### Instruction:
Report how many lines of the material below contain the string "frame", treating uppercase and lowercase as different. Give the number alone.

### The records:
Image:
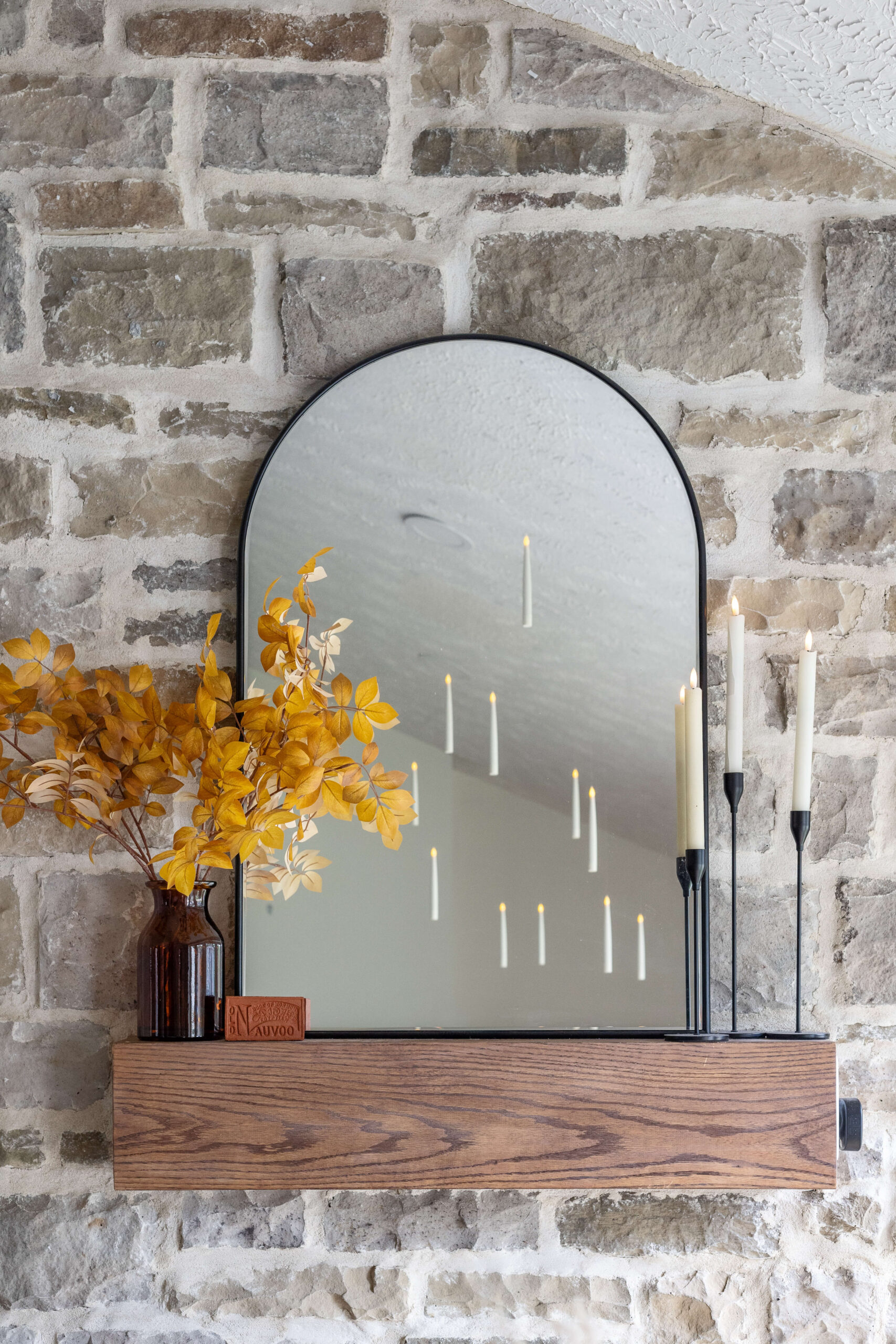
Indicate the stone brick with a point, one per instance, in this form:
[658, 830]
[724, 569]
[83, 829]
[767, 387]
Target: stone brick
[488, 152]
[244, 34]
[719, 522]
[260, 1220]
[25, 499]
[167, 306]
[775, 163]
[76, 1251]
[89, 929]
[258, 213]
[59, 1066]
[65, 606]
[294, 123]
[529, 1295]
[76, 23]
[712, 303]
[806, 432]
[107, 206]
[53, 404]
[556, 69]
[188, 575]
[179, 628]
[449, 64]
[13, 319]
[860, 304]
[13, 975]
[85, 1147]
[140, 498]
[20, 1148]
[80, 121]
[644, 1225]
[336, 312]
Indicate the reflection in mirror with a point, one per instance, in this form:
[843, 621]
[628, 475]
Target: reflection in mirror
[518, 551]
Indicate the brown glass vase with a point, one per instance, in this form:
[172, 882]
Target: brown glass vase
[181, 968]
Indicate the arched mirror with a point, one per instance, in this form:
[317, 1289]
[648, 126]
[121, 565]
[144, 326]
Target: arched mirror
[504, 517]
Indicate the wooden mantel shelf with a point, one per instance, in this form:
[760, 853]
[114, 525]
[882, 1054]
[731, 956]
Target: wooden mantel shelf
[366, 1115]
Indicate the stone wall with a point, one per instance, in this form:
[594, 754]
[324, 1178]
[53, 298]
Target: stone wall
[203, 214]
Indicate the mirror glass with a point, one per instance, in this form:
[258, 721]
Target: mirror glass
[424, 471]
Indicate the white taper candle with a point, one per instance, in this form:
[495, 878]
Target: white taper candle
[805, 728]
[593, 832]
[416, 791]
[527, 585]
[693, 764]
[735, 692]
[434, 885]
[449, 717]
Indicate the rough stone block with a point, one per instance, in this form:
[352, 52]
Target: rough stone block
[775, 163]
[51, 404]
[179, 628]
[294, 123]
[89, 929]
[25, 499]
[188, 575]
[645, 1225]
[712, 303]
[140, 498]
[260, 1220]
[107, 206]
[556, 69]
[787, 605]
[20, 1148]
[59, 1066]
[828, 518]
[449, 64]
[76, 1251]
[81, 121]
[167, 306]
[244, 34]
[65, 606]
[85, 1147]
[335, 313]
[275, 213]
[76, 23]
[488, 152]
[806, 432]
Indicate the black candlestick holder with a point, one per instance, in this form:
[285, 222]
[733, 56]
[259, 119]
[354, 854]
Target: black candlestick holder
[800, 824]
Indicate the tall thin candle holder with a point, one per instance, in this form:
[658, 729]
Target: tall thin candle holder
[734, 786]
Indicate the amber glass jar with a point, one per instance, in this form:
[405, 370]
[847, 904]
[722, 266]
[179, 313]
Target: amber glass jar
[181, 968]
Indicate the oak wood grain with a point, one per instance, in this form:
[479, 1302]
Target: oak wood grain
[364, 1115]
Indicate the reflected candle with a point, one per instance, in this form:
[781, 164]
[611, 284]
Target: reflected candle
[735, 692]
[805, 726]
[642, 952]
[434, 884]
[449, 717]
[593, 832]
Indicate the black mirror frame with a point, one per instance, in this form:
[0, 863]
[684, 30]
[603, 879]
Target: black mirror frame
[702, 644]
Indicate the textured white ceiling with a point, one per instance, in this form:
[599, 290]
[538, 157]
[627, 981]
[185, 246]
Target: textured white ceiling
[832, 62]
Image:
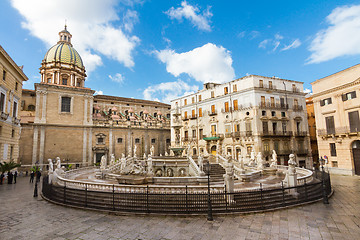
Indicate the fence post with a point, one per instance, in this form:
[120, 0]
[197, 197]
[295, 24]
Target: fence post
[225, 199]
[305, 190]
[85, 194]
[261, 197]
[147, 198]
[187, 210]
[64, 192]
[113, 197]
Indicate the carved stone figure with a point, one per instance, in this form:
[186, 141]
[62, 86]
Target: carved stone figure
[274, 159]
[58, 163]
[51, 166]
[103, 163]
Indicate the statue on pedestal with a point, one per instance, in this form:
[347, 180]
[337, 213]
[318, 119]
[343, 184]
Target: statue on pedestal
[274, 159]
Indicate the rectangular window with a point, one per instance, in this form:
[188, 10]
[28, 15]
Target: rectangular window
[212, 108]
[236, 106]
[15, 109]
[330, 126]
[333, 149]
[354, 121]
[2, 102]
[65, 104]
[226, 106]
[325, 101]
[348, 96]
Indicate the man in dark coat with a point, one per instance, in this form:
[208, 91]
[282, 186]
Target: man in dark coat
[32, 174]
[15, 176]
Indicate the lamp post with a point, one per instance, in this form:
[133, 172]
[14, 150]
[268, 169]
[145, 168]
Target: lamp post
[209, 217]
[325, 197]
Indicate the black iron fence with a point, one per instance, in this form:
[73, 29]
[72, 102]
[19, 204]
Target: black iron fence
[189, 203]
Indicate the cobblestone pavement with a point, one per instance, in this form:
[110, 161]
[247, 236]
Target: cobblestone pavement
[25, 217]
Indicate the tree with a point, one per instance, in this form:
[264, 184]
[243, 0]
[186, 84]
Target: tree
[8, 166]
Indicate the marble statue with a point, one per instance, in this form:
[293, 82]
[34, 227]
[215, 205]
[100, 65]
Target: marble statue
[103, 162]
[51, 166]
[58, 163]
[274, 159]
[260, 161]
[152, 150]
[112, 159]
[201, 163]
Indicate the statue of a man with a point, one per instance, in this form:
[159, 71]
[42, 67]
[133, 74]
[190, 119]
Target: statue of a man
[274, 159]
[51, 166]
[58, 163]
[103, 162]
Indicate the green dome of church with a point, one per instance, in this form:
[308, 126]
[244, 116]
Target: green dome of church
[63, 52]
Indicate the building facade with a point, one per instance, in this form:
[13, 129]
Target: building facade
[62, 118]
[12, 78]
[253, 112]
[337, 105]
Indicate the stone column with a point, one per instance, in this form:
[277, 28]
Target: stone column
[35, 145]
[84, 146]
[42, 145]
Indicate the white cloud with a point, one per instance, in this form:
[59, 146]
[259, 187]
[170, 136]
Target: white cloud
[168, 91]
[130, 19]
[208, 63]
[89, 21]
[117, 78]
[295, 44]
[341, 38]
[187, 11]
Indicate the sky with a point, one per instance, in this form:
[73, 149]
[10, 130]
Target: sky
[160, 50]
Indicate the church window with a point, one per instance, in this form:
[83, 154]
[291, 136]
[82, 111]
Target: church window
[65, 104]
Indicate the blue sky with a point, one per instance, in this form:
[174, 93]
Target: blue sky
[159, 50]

---

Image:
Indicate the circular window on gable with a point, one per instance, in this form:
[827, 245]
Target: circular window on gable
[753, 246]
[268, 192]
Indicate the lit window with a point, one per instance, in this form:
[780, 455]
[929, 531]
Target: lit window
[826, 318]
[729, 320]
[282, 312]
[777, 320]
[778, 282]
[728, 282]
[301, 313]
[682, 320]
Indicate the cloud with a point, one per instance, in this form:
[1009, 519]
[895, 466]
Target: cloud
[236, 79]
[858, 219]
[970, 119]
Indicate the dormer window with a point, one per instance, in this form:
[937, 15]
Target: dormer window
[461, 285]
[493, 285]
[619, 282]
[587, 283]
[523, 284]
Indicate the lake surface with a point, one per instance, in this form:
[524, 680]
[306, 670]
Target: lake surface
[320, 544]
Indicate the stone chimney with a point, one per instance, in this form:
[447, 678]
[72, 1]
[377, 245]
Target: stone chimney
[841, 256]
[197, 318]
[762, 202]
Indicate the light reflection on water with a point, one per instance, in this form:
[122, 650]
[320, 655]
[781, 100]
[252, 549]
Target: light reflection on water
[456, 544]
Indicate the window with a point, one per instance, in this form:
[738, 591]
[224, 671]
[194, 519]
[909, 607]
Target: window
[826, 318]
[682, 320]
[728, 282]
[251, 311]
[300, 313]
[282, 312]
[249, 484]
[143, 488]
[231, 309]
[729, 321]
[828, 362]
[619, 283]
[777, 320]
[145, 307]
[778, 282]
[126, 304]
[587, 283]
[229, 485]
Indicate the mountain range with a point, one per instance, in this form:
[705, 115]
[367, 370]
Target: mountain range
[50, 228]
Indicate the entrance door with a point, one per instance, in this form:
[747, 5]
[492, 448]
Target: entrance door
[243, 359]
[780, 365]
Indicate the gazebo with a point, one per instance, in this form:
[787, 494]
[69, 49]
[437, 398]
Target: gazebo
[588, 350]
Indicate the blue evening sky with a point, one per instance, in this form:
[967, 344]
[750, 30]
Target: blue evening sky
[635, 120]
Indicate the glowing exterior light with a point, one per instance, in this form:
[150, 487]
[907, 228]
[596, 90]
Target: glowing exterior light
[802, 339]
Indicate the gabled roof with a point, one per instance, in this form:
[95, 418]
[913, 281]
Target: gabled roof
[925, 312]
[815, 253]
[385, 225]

### Task response:
2